> _Passage provided_:
Elias Ahonen
Jul 19 · 3 min read

The EOS blockchain is essentially a security mechanism to secure user’s data and by extension their tokens. Although EOS’ Smart Contract, parallel processing, and constitution create a system that is very difficult if not impossible to exploit by traditional means, hacks relating to specific dApps on the EOS blockchain have taken place. So far, gambling dApps have proven the juiciest targets for hackers. Let’s take a small look at some of these hacks.

EOSBets Hacked at Least Twice

In September 2018, EOSBet lost a whopping 44,427.4302 EOS ($236,000 at the time) from their operating wallet. This was due to an exploit relating to vulnerabilities in EOSBet’s smart contract. Ironically, this happened only a few days after EOSBet publicly claimed to be the most secured dApp. EOSBet quickly informed its user base about the loss via Reddit.

“Dear EOSBet Community,
On September 14th around 3:00 AM UTC we experienced a hack and breach of our bankroll, resulting in a theft of 44,427.4302 EOS before our contracts were taken offline by the development team. The remaining 463,745 EOS in our EOSBETDICE11 and EOSBETCASINO contracts are safe, the vulnerability is patched, and we are back online. We want to be as transparent as possible in explaining this breach and addressing any concerns the community might have.”

Barely a month after this attack, hackers found another loophole in the EOSBet smart contract. This time, the attacker carted away 65,000 EOS ($338,000).

It appears that the hackers were able to externally call EOSBet’s ‘transfer’ function using a fake hash, tricking the system into sending EOS to the hacker. This was first spotted and shared by a keen-eyed Redditor.

There is some speculation that a Third EOSBet hack took place where an unknown user won $600,000 through a series of consecutive wins, doubling their money through a consistent dice rolling over a span of 36 hours. While the incident looks somewhat suspicious, EOSBet has said that there was no exploitation of its code line and described the user as simply lucky.

> _Tasks_:
**1)** According to the article on EOS dApp hacks, how much EOS did EOSBet lose from its operating wallet in September 2018?
**2)** From the article on EOS dApp hacks, extract the passage starting with "Barely a month" and going on through "as simply lucky.".
**3)** Extend the article on EOS dApp hacks, continuing on from its final sentence.
The records that follow have no connection to the article on EOS dApp hacks.

> _Data excerpts_:
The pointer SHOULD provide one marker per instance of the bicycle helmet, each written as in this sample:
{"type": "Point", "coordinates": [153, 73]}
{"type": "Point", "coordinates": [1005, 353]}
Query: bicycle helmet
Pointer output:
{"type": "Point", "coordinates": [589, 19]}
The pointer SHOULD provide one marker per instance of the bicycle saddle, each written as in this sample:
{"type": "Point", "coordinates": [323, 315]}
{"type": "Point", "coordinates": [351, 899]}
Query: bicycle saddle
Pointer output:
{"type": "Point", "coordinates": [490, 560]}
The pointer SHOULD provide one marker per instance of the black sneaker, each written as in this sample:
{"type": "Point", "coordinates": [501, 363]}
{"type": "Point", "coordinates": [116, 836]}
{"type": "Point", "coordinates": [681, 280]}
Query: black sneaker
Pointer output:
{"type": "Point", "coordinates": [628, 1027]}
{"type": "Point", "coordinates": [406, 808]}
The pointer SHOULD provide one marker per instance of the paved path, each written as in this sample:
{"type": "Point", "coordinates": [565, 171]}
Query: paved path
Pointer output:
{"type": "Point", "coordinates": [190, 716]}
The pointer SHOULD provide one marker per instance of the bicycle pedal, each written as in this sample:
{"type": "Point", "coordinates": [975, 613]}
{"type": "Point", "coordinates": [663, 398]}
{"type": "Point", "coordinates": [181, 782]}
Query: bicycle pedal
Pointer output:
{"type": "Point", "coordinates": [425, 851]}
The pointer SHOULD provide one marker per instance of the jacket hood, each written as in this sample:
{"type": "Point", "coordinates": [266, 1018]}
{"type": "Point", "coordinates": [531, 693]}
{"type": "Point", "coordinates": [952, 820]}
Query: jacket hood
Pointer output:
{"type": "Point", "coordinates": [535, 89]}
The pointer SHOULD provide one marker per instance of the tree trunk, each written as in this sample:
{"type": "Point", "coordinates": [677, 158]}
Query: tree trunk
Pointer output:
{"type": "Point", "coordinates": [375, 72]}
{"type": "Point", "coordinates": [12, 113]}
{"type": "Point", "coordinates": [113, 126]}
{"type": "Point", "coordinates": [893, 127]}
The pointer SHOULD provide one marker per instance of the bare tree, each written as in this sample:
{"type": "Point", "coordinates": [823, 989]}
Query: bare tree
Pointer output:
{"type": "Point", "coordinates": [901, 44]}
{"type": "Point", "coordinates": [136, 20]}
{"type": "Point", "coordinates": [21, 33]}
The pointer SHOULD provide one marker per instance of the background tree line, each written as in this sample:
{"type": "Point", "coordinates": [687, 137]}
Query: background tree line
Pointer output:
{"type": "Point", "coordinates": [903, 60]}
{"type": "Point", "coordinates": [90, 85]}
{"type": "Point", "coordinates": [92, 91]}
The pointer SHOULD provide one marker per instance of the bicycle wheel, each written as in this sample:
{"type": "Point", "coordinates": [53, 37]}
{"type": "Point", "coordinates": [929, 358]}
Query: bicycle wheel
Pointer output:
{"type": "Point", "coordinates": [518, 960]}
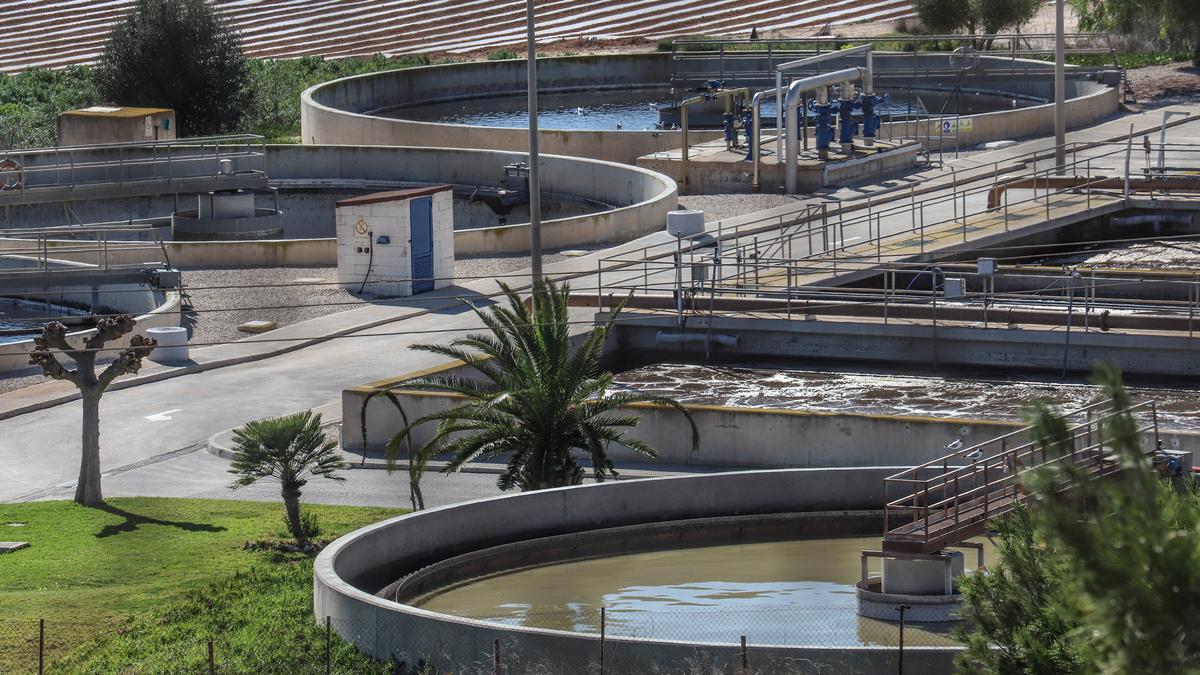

> _Results for each task_:
**1)** EOSBet lost 44,427.4302 EOS, worth $236,000 at the time.

**2)**
Barely a month after this attack, hackers found another loophole in the EOSBet smart contract. This time, the attacker carted away 65,000 EOS ($338,000).

It appears that the hackers were able to externally call EOSBet’s ‘transfer’ function using a fake hash, tricking the system into sending EOS to the hacker. This was first spotted and shared by a keen-eyed Redditor.

There is some speculation that a Third EOSBet hack took place where an unknown user won $600,000 through a series of consecutive wins, doubling their money through a consistent dice rolling over a span of 36 hours. While the incident looks somewhat suspicious, EOSBet has said that there was no exploitation of its code line and described the user as simply lucky.

**3)**
DEOSGames Hacked with $24,000 lost

Also in September 2018, a DEOSGames user began depositing 10 EOS and getting a payout worth around $1000 every 30 minutes. This of course looked like an automated hack, as it was repeated over a dozen times and lead to the loss of around $24,000.

DEOSGames confirmed the hack via Twitter, stating that the incident was “a good stress test and we got a significant improvement of contract level”.

Take-away: These successful hacks were due to errors in the code lines of the smart contracts of particular dApps. While some dApps were exploited, there is nothing to suggest that these vulnerabilities represent any critical problem with EOS as a whole. They serve as a reminder for dApps developers to remain security conscious and take care to eliminate any possible loopholes that hackers might exploit. Remember: if it can be hacked, it will be hacked.

Author: Benjamin from Token Valley

Note: The views and opinions expressed in this article are those of the particular author. Token Valley is a dApp discovery platform seeking to bring together the dApp community in a transparent manner that encourages further growth in the space.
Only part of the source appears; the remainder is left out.